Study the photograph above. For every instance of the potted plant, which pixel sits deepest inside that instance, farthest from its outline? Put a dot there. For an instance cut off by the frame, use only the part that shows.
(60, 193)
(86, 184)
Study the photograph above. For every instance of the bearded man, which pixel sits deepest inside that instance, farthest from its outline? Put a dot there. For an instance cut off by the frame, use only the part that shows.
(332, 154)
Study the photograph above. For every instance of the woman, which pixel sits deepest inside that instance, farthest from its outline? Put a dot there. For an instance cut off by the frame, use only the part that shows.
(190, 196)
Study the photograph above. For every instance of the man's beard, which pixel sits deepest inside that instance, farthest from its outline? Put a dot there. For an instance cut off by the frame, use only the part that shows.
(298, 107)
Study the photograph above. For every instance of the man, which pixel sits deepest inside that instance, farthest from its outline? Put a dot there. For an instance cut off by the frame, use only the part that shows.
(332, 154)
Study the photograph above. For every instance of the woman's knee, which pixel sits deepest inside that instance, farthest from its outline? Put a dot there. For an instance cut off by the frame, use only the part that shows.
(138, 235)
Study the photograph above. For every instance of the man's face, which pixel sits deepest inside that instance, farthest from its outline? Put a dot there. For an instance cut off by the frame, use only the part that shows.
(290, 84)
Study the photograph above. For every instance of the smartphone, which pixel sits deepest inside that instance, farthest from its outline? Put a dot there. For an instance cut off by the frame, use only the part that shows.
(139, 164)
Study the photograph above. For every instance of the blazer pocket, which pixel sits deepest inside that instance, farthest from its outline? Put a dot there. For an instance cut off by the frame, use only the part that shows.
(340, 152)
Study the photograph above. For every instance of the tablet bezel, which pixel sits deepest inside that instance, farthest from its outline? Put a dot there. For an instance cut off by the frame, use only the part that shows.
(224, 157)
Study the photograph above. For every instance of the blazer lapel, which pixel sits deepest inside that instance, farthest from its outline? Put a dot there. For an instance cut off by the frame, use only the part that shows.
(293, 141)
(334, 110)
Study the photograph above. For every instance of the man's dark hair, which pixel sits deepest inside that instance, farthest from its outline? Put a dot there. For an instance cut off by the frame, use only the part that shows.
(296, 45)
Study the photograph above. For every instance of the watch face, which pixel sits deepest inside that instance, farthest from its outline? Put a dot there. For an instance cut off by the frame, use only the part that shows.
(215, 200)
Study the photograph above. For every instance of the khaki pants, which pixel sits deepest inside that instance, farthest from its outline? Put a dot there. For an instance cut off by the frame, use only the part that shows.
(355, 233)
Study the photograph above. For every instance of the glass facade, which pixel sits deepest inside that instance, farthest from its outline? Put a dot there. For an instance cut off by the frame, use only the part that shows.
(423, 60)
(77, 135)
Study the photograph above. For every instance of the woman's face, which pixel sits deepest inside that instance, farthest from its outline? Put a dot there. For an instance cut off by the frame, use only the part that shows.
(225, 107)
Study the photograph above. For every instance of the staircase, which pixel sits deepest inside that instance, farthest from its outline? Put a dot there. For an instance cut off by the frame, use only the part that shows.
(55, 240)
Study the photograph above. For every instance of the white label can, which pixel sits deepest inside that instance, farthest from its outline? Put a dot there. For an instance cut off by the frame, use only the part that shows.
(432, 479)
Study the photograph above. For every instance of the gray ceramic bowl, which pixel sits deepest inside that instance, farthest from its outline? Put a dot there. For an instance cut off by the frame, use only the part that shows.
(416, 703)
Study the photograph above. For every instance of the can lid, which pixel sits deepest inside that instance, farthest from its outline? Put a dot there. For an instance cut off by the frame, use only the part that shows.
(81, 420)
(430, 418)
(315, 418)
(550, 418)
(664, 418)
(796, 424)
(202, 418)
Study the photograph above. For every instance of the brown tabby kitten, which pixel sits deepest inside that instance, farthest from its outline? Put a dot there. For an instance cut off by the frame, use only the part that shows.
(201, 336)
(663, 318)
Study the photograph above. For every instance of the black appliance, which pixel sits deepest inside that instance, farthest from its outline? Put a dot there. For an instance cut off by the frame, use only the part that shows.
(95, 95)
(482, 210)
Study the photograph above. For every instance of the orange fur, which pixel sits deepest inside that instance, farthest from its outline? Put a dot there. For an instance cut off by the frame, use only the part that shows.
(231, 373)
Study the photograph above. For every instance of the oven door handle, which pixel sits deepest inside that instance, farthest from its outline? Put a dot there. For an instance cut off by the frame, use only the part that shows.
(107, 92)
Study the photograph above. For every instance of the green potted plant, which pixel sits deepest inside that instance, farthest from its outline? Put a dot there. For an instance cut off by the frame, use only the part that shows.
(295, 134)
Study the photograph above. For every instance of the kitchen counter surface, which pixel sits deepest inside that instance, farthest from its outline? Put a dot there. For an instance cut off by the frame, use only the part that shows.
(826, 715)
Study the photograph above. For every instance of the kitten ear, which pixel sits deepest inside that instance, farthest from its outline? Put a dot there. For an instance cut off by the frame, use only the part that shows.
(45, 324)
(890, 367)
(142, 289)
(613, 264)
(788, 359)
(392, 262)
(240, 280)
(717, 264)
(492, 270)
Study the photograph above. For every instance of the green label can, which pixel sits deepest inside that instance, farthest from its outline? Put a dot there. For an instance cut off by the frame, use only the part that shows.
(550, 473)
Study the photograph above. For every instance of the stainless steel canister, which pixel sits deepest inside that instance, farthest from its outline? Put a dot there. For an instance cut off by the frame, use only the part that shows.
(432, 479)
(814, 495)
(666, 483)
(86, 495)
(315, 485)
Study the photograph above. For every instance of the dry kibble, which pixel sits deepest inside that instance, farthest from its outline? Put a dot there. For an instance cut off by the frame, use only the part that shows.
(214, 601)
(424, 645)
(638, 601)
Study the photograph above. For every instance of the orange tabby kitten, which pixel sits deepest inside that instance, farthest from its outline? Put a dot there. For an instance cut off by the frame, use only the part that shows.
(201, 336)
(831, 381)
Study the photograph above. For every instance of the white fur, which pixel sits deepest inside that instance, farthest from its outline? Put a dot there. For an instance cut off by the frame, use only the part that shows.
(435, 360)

- - - -

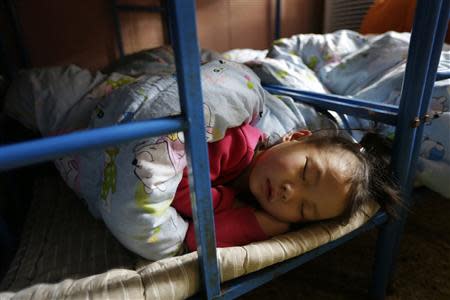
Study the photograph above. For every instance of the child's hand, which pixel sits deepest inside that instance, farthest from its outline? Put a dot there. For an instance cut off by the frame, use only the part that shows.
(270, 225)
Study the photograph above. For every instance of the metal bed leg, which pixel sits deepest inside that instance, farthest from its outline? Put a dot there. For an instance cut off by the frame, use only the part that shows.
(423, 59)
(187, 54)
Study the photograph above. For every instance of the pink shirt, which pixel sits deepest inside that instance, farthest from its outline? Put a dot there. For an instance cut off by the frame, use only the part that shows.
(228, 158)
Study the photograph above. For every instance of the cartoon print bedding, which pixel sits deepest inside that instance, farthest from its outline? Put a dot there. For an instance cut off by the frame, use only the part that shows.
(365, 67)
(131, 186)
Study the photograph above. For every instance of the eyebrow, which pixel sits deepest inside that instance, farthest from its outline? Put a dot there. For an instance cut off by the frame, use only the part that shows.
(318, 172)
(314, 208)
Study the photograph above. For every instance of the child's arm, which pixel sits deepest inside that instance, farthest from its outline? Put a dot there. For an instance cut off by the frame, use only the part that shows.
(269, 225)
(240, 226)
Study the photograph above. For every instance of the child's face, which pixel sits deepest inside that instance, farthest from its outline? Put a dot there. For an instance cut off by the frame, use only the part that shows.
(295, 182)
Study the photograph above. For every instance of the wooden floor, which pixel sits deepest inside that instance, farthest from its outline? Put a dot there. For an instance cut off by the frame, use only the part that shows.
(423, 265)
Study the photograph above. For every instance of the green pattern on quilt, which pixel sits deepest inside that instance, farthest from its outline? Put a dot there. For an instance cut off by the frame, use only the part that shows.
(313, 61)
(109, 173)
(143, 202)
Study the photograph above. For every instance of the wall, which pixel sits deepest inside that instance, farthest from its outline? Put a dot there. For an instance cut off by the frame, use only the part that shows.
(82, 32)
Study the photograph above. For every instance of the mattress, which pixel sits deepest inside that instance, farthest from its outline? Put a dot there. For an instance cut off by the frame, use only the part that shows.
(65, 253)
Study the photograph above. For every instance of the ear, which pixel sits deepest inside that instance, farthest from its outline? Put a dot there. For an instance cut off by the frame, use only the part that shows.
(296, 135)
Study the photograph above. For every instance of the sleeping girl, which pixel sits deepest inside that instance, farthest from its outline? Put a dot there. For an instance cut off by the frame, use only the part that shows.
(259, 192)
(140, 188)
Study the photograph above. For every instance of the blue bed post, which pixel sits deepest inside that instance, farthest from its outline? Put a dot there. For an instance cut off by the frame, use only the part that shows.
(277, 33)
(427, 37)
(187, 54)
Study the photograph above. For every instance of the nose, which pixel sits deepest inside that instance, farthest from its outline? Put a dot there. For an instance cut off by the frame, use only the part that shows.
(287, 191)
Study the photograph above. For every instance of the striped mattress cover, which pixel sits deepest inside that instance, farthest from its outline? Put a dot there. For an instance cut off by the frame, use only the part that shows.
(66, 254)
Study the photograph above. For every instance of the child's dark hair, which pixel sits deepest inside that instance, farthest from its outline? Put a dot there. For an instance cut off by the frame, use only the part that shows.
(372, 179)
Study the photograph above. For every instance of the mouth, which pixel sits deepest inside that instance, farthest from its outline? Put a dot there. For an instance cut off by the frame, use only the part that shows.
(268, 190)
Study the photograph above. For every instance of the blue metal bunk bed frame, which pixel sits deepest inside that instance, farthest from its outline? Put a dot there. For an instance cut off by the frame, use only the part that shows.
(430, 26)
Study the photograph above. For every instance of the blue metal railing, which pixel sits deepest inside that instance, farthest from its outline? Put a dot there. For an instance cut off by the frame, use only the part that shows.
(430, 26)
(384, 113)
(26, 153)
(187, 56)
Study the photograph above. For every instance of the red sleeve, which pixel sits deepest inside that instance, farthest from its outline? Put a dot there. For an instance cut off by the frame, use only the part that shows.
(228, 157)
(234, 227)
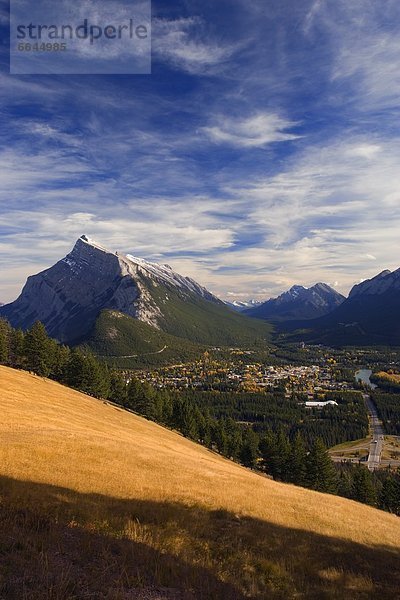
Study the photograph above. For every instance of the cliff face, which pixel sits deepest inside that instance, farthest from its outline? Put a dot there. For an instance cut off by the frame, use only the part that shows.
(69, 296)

- - - -

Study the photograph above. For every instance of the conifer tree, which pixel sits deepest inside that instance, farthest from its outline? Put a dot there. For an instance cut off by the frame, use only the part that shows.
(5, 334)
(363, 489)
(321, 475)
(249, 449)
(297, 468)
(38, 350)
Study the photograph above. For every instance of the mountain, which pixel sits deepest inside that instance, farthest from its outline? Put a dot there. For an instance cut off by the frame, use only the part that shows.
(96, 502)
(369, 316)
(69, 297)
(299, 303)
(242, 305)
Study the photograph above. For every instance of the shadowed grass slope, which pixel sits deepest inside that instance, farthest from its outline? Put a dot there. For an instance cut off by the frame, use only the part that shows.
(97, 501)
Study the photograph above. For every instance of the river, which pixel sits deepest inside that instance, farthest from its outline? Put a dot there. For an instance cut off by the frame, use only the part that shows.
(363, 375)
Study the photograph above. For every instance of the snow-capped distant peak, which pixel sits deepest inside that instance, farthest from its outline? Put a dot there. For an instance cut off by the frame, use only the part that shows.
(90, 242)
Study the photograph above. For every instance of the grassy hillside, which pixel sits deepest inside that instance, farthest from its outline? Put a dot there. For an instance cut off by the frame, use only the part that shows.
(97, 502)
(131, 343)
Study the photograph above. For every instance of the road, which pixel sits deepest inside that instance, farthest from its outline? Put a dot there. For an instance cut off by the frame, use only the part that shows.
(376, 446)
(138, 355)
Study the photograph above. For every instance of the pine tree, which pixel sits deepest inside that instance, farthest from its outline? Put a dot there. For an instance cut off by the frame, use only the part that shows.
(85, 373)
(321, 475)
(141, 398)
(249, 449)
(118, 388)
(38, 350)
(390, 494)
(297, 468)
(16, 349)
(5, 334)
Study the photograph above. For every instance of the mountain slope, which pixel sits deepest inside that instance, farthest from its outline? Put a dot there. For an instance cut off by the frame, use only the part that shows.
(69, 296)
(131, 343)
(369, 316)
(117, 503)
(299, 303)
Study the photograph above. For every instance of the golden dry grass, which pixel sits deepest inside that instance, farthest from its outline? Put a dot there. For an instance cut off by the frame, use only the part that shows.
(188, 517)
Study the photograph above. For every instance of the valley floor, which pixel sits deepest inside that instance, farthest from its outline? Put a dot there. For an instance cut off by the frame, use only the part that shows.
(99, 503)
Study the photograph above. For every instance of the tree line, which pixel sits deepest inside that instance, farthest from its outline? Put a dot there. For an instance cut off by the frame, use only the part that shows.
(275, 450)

- - - -

▶ PROMPT
Find every line in the records above that contains the word "ceramic", and copy each of those lines out in full.

▶ WRITTEN SOLUTION
Study the photograph above. For every instance of the gray ceramic bowl, which pixel sits deepest inside that instance, farthest from its outline? Put a dot there. For an instance cut off by the frame, use only the part that shows.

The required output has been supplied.